[ACTIONS TO TAKE]
1: Please answer these questions about the crossword explanations below.
(a) In the explanation for DAIL, what does I stand for?
(b) What letter is removed from ACTION to give ACTON?
(c) In the explanation for LASAGNA, what word does SAG stand for?
2: Write the next part of the crossword explanations, starting after the last clue shown.
*** EXCERPT PROVIDED
6. Boy climbed around Island house (4)
{DAIL} – The lower house of the legislature of the Republic of Ireland is made by putting LAD (boy) reversed (climbed) around I (island).
7. Proud as one on stilts (7,4)
{WALKING TALL} – Yes you would be wouldn’t you.
8. Catharine’s chewed about five hundred Spanish flies (11)
{CANTHARIDES} – An anagram of CATHERINES and D (roman for five hundred) are blister beetles or a medical preparation originally used to to produce blisters and also an aphrodisiac.
9. Rush to purchase grass! (5,6)
{PANIC BUYING} – Panicum or Panic is a large genus of grasses having one or two-flowered spikelets in spikes, racemes or panicles. You can work the rest of this out for yourself.
10. The Spanish interpret curious creed as an example (11)
{TELEPRINTER} – An anagram (curious) of EL (Spanish for the) and INTERPRET is a type of telegraph transmitter with typewriter keyboard.
14. Operation to remove one stuffed jacket (5)
{ACTON} – A stuffed jacket worn under a coat of mail, is found by removing I from ACTION (operation).
15. Gideon’s first in defeat, as Enoch did for Methuselah (5)
{BEGAT} – The first letter of Gideon, is placed inside BEAT (defeat) for an old word (usually biblical) for producing offspring.
19. Fresh arrangement that begins when contract’s made (3,4)
{NEW DEAL} – New arrangements or conditions considered better than previous ones could also be a reference to bridge, where you deal afresh after a contract has been made.
20. The French decline North American dish (7)
{LASAGNA} – LA (the French) SAG (decline) NA (North American).
24. Bush is pronounced to be boring (4)
{SLOE} – The blackthorn bush sounds like (pronounced) SLOW.
25. Opportunity of seeing stake won (4)
{VIEW} – VIE (stake) and W (won).
26 Cabbage broth is starter in Kinross feast (4)
******
*** LISTED RECORDS
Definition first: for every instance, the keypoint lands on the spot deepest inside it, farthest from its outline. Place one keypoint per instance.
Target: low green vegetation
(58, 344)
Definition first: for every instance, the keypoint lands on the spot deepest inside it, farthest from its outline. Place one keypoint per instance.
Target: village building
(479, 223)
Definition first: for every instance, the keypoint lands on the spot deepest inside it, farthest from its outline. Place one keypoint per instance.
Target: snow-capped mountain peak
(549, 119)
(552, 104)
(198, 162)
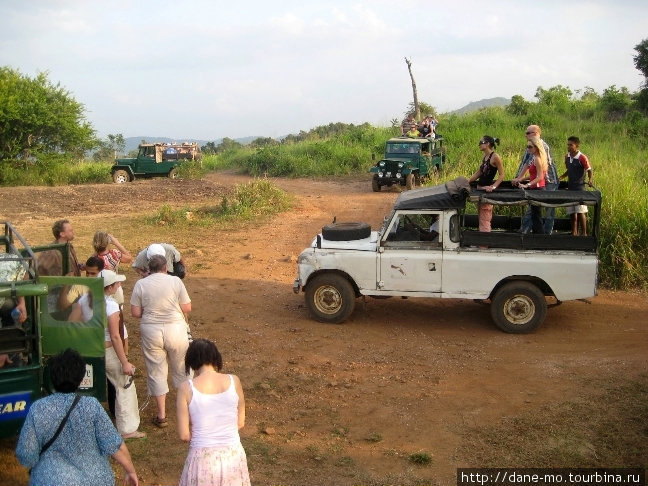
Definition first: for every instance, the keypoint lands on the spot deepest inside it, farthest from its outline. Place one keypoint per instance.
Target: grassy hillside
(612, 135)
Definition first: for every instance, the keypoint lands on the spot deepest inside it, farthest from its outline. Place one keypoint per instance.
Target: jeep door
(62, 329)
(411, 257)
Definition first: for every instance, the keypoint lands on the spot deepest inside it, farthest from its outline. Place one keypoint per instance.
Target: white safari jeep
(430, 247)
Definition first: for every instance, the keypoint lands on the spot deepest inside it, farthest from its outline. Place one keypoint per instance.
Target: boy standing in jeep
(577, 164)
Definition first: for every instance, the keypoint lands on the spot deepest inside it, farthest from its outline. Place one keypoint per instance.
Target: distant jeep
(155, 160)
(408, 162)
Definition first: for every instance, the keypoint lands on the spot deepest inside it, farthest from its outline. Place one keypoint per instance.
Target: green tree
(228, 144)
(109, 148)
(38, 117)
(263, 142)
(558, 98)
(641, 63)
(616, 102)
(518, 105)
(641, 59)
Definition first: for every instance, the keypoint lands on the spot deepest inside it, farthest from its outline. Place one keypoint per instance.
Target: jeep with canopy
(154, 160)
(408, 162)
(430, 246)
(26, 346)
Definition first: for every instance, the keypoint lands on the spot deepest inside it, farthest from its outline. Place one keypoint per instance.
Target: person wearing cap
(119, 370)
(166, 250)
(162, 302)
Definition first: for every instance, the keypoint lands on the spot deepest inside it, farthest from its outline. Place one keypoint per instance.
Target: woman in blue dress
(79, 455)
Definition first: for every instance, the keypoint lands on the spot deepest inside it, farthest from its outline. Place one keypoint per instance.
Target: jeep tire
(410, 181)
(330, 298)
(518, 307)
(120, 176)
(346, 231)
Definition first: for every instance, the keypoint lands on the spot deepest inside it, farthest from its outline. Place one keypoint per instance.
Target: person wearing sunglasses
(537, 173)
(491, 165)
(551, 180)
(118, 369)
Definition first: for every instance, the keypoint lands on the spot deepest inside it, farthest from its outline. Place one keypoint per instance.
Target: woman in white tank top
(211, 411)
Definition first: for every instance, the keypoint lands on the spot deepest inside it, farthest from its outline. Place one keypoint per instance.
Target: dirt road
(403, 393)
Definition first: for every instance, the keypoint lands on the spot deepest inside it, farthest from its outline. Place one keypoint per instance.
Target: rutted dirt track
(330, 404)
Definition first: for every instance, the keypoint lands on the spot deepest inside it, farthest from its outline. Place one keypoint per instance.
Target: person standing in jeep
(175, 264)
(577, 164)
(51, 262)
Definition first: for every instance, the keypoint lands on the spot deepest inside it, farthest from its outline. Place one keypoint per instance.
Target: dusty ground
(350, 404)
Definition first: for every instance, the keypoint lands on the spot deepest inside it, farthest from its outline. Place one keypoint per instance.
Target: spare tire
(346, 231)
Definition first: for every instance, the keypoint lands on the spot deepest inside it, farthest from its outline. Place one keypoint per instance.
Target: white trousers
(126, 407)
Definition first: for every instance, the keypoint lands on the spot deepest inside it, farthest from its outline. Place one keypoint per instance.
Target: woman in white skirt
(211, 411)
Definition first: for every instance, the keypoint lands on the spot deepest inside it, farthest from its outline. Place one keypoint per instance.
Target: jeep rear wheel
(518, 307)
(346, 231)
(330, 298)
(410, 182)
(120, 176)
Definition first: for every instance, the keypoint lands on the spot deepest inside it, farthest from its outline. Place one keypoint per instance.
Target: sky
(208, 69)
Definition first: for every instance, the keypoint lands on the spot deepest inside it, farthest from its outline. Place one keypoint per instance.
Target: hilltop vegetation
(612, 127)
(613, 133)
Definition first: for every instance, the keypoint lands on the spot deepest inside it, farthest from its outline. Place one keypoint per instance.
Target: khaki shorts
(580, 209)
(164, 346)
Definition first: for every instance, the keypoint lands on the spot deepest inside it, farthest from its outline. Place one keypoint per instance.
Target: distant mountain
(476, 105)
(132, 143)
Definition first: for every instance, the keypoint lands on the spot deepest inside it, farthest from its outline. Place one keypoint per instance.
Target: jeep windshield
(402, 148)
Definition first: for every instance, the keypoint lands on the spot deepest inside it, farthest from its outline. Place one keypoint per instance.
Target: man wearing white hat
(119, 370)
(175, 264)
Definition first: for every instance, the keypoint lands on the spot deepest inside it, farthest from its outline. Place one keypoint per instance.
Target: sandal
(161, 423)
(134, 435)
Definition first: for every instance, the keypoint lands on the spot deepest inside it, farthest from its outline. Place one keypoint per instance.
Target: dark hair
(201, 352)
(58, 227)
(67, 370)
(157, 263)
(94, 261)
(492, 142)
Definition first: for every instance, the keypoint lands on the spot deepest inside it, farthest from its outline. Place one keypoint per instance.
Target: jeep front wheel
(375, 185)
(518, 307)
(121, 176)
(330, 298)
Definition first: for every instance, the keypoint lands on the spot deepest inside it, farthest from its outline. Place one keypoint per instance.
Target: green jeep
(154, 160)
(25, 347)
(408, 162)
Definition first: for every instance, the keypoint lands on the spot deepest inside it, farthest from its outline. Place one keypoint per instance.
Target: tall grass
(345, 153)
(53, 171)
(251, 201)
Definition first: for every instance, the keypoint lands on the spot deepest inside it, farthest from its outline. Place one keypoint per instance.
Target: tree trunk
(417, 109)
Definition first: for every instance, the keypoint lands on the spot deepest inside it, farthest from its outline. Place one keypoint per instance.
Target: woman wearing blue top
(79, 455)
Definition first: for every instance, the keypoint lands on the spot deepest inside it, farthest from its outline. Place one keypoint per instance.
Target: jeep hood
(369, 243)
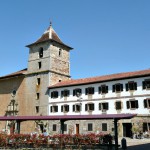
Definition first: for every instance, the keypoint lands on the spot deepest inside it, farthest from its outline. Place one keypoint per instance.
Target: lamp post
******
*** LISTED RECORDS
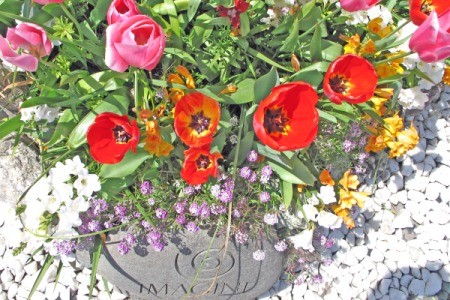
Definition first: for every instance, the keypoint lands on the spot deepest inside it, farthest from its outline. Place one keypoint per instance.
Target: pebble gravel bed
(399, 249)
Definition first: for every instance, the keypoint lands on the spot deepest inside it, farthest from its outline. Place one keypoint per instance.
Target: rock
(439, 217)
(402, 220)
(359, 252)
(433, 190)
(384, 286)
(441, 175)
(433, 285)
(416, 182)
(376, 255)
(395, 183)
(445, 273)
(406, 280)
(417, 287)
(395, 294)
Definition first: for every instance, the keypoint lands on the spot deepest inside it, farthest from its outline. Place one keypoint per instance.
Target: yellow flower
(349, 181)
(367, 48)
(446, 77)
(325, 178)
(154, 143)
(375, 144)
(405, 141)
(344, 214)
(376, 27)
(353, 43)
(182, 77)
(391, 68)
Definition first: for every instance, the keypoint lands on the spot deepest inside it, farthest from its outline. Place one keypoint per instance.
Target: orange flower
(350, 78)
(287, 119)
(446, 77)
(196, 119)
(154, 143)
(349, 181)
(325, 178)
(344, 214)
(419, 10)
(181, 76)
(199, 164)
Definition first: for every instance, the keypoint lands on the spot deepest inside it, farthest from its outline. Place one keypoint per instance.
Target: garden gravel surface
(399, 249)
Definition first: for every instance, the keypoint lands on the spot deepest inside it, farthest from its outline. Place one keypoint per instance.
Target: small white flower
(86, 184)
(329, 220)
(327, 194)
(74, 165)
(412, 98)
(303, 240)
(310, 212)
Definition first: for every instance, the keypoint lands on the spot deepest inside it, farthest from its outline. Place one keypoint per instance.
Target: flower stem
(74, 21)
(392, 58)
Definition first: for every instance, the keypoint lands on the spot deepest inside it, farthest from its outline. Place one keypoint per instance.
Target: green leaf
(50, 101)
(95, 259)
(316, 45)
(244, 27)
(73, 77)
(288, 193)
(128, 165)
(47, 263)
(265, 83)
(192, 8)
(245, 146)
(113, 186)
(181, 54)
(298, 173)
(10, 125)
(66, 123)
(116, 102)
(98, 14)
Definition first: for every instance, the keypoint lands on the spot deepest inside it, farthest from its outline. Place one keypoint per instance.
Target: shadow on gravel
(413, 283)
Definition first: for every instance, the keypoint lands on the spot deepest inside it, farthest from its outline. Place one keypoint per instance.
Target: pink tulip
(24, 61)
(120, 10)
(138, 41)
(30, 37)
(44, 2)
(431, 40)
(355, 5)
******
*** LISTED RECORDS
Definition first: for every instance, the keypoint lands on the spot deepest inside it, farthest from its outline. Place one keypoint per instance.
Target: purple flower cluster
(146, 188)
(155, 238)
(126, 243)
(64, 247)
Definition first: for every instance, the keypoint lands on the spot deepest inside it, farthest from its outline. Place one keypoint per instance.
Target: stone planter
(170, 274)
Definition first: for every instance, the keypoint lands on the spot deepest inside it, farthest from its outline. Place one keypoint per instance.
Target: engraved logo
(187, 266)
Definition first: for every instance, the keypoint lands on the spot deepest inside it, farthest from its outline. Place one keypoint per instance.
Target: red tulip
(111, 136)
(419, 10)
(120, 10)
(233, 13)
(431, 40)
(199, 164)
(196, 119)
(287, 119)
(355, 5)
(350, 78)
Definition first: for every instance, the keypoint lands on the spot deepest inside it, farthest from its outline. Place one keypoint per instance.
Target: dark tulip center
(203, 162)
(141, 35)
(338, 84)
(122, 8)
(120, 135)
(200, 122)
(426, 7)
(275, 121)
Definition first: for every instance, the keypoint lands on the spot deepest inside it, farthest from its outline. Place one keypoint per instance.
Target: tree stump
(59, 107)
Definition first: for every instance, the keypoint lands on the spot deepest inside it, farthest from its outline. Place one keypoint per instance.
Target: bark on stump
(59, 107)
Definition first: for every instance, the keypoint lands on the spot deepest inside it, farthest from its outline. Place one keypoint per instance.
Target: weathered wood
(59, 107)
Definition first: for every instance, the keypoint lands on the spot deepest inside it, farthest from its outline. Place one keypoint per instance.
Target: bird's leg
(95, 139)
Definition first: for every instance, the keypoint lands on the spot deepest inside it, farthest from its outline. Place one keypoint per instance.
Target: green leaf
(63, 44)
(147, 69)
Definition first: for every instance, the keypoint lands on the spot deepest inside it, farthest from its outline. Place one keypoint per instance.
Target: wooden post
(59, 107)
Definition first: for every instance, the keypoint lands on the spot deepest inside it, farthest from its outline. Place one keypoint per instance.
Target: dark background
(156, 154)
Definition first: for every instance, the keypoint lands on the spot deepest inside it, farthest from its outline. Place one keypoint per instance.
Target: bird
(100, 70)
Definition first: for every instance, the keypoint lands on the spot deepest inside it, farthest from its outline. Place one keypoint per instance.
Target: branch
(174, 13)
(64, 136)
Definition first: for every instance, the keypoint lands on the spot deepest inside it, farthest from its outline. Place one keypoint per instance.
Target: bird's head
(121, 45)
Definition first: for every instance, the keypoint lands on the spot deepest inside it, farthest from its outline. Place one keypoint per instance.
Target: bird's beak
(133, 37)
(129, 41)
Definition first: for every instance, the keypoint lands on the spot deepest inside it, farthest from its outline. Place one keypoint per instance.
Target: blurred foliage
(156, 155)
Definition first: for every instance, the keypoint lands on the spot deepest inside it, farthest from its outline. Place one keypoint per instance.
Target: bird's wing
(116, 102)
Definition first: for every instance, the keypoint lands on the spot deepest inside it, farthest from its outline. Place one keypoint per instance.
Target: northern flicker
******
[RESPONSES BY TASK]
1:
(a) Island
(b) I
(c) Decline

2:
{KALE} – A scottish cabbage soup (also a variety of cabbage with open curled leaves), is formed from the first letter of Kinross and then an archaic word for feast, ALE.
Plenty of new words and definitions in there for me – 9d, 6d, 10d, 13a to name but some. Mostly they didnt stop me putting the answer in but it always worries me when I have not sussed the wordplay completely.
Favourite clues were 17a and 15d.
Libellule
In 15a I took endlessly to mean remove the first and last letters
In 22a I had the wordplay as T(E)ACH + Y + ON (about)
Will correct accordingly
What is the surface reading of 19a all about? How do you fly like a knot?
There is a bird called a knot.
Liked 1a and 9d, enjoyable crossword but too many anagrams.
I thought it seemed easier than 26,094, got off to a great start,but hit a brick wall 22 across and 10 down, quite pleased with myself though.
Got there in the end. Couldn’t work out 22a though so that made 9d more difficult than it should have. Thanks for the good review – enjoyed it.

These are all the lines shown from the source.